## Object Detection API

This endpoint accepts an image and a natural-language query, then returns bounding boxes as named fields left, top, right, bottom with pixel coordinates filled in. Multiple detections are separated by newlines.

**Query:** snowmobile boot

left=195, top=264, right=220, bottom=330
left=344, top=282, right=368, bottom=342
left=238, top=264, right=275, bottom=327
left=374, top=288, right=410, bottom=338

● **TASK TO CARRY OUT**
Copy all of the rows above verbatim, in the same order and line by line.

● **WORKED SOLUTION**
## Object Detection API

This endpoint accepts an image and a natural-language query, then returns bounding boxes as named fields left, top, right, bottom with pixel coordinates filled in. Multiple detections are separated by newlines.

**Query:** snowmobile boot

left=195, top=264, right=220, bottom=330
left=344, top=282, right=368, bottom=342
left=238, top=264, right=275, bottom=327
left=374, top=288, right=410, bottom=338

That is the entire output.